WHAT IS NEEDED:
Copy out the change-point passage between "beta_dat %>%" and "just repeating code).", inclusive, and update it so that every "cp_dat" reads "changepoint_dat".

GIVEN PASSAGE:
Now let’s compare the posterior distributions for β1 and β2 with the true values.

ggplot(beta_dat, aes(x = beta)) +
  stat_halfeye() +
  geom_vline(data = tibble(beta_ind, beta_true), aes(xintercept = beta_true, colour = "True value"))+
  facet_wrap(~beta_ind, scales = "free") +
  labs(colour = "")

To get summary statistics you can use:

beta_dat %>% 
  median_qi(beta) 

Let’s look at the change-point parameter.

cp_dat <- m %>% 
  spread_draws(cp) 

ggplot(cp_dat, aes(x = cp)) +
  stat_halfeye() +
  geom_vline(data = tibble(cp_true), aes(xintercept = cp_true, colour = "True value"))+
  labs(colour = "")

The results look good (yay!). Make sure to check the other parameters α and σy too (I won’t do that here as it’s just repeating code).

Finally, let’s look at the model estimates compared to the observations.

[Coordinate annotation records]
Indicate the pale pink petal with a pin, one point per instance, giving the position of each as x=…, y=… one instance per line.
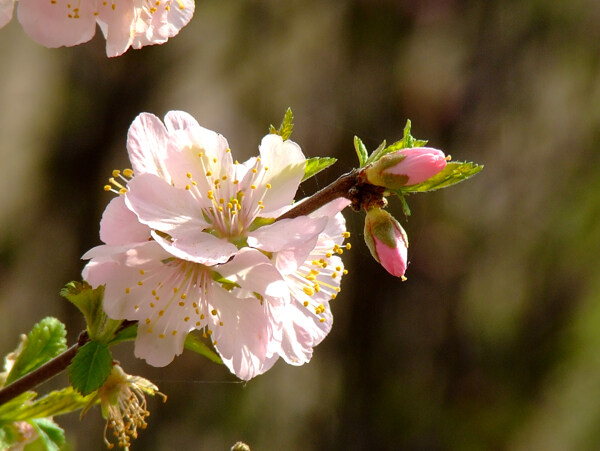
x=119, y=225
x=163, y=207
x=117, y=22
x=54, y=24
x=6, y=9
x=165, y=22
x=244, y=339
x=303, y=330
x=147, y=146
x=394, y=260
x=286, y=164
x=205, y=248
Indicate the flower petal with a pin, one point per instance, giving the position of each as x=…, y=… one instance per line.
x=117, y=22
x=147, y=146
x=286, y=164
x=119, y=225
x=58, y=23
x=6, y=10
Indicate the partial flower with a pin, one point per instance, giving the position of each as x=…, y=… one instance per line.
x=122, y=399
x=406, y=167
x=127, y=23
x=387, y=241
x=191, y=243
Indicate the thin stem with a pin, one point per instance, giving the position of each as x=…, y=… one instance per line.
x=45, y=372
x=342, y=187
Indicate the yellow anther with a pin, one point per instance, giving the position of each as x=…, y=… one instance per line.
x=308, y=290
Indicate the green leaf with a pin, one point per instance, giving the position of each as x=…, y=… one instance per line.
x=46, y=340
x=54, y=403
x=90, y=367
x=8, y=409
x=194, y=343
x=453, y=173
x=52, y=436
x=407, y=142
x=317, y=164
x=285, y=129
x=361, y=151
x=89, y=301
x=377, y=153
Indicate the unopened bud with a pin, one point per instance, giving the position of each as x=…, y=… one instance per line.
x=387, y=241
x=406, y=167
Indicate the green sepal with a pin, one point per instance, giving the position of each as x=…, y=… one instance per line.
x=195, y=344
x=377, y=153
x=361, y=151
x=285, y=129
x=225, y=283
x=51, y=435
x=317, y=164
x=453, y=173
x=89, y=301
x=54, y=403
x=127, y=334
x=46, y=340
x=407, y=142
x=90, y=367
x=259, y=222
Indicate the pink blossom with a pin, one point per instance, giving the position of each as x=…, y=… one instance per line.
x=124, y=23
x=387, y=241
x=406, y=167
x=190, y=243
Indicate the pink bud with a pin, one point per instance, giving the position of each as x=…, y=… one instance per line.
x=387, y=241
x=406, y=167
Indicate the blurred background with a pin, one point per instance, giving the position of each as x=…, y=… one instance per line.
x=492, y=343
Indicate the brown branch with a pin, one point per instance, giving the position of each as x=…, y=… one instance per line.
x=45, y=372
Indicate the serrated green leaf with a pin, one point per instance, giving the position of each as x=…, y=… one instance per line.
x=361, y=151
x=52, y=436
x=8, y=409
x=453, y=173
x=195, y=344
x=317, y=164
x=54, y=403
x=46, y=340
x=90, y=367
x=127, y=334
x=89, y=301
x=285, y=129
x=407, y=142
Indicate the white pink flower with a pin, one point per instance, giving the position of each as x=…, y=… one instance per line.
x=191, y=244
x=124, y=23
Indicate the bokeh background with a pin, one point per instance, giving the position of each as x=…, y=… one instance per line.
x=492, y=343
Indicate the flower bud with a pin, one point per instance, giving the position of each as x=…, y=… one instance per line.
x=387, y=241
x=406, y=167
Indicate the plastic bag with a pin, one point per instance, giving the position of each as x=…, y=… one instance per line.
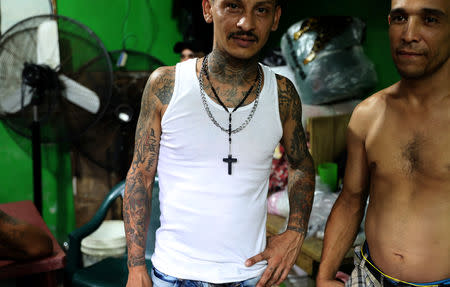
x=328, y=60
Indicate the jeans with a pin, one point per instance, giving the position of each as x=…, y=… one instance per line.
x=160, y=279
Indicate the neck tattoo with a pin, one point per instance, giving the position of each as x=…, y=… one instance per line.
x=204, y=71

RESULT OF THE TASK:
beta_dat %>% 
  median_qi(beta) 

Let’s look at the change-point parameter.

changepoint_dat <- m %>% 
  spread_draws(cp) 

ggplot(changepoint_dat, aes(x = cp)) +
  stat_halfeye() +
  geom_vline(data = tibble(cp_true), aes(xintercept = cp_true, colour = "True value"))+
  labs(colour = "")

The results look good (yay!). Make sure to check the other parameters α and σy too (I won’t do that here as it’s just repeating code).